DOCUMENT EXTRACT
= = = = =

You are right: the stakes are much higher now, as the marine regional partnerships will make decisions that were not previously made at local level. It is impossible to anticipate exactly what will happen, but there are real concerns, not only about the decisions that the partnerships will make—whether they will influence Marine Scotland's decisions about licences, for example—but about the organisation of the groups. The partnerships could, in theory, consist of enormous gatherings of people with very different interests that are difficult to reconcile. As my colleague said, we have good experience of that type of group, but—as I said—the stakes will be much higher this time round.

Peter Peacock:

You indicated in response to an earlier point that Scottish ports could find themselves at a commercial disadvantage. Were you referring specifically to marine protected areas or to the general policy framework that is being created for regional plans?

= = = = =

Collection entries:
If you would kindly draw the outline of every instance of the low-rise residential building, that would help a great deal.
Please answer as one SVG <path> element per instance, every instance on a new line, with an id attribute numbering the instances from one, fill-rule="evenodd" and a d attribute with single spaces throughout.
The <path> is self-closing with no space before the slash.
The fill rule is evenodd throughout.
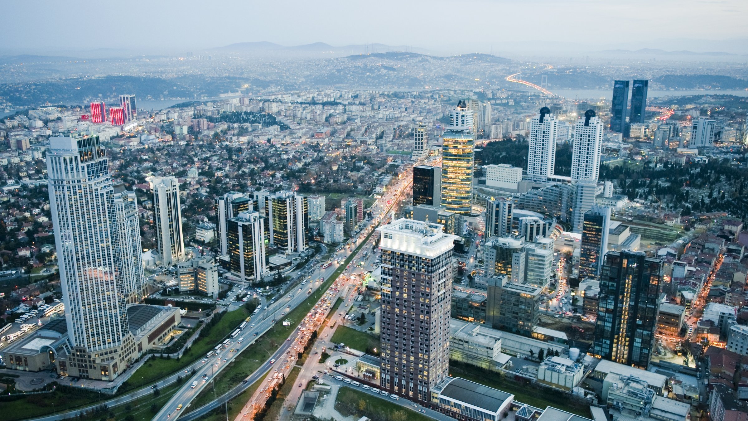
<path id="1" fill-rule="evenodd" d="M 568 358 L 548 357 L 538 367 L 538 381 L 564 390 L 571 390 L 584 376 L 584 366 Z"/>
<path id="2" fill-rule="evenodd" d="M 657 328 L 660 333 L 676 336 L 683 328 L 686 307 L 678 304 L 663 303 L 660 304 L 660 313 L 657 319 Z"/>
<path id="3" fill-rule="evenodd" d="M 475 323 L 450 324 L 450 360 L 486 369 L 503 368 L 509 356 L 501 352 L 501 333 Z"/>
<path id="4" fill-rule="evenodd" d="M 452 293 L 452 317 L 465 322 L 485 323 L 486 298 L 485 295 L 464 291 Z"/>

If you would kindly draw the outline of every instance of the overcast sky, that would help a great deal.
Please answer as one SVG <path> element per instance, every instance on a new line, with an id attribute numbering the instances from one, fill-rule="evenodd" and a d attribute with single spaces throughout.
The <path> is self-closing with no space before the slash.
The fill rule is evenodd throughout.
<path id="1" fill-rule="evenodd" d="M 527 42 L 748 52 L 748 0 L 27 0 L 1 7 L 0 49 L 16 52 L 270 41 L 494 54 Z"/>

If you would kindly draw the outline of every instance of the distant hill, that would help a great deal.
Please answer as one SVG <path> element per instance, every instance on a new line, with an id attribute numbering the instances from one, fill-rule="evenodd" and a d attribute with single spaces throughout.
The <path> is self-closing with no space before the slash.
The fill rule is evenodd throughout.
<path id="1" fill-rule="evenodd" d="M 353 44 L 334 46 L 325 43 L 313 43 L 301 46 L 281 46 L 267 41 L 257 43 L 238 43 L 222 47 L 209 49 L 209 52 L 216 54 L 236 54 L 260 56 L 276 56 L 279 58 L 330 58 L 366 53 L 384 53 L 396 51 L 414 50 L 419 53 L 426 53 L 423 49 L 413 49 L 406 46 L 387 46 L 385 44 Z"/>
<path id="2" fill-rule="evenodd" d="M 722 51 L 707 51 L 707 52 L 694 52 L 688 50 L 678 50 L 678 51 L 666 51 L 663 49 L 640 49 L 637 50 L 630 50 L 630 49 L 606 49 L 602 51 L 594 52 L 595 53 L 600 54 L 614 54 L 614 55 L 738 55 L 736 54 L 732 54 L 730 52 L 725 52 Z"/>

= = = = =

GIVEN PROBLEM A
In the transcript on marine regional partnerships, whose licence decisions might the partnerships influence?
GIVEN PROBLEM B
In the marine partnerships transcript, rename "Scottish ports" to "Scottish harbors" in the passage starting with "You indicated in" and going on through "for regional plans?".
GIVEN PROBLEM C
Go on with the transcript on marine regional partnerships from where it stops.
These entries were taken from a different source than the transcript.

RESULT A
Marine Scotland's.

RESULT B
You indicated in response to an earlier point that Scottish harbors could find themselves at a commercial disadvantage. Were you referring specifically to marine protected areas or to the general policy framework that is being created for regional plans?

RESULT C
David Whitehead:

I was referring mainly to marine protected areas, because, notwithstanding our discussion about this bill's particular force, I point out that the English bill makes it absolutely clear that socioeconomic reasons should be taken into account. Given that, in England, there will not be an intervening level of marine regions, each of which has its own plan, any system of processing licences that is developed might well be quicker and more efficient than that in Scotland. It is simply something else to factor into the operation of the marine regions.

Do you think that any ports will end up as MPAs? Indeed, do you have any particular examples in mind?

David Whitehead:

We do not know, because there is very little information or hard evidence about where exactly the MPAs might be. Indeed, we find it a bit curious that, as was discussed earlier, they can be identified without more data being produced about where the best ones might be. That said, we have a lot of experience of Natura 2000 sites.

Bill Wilson:

In its submission, the British Ports Association states that section 132, which provides marine enforcement officers with the power to direct a vessel or marine installation to port, is an extension of an existing power. If that power already exists, how often has it been used? Indeed, when has it been used? Has it ever had a significant impact on port operations? You might have to write back to us on that.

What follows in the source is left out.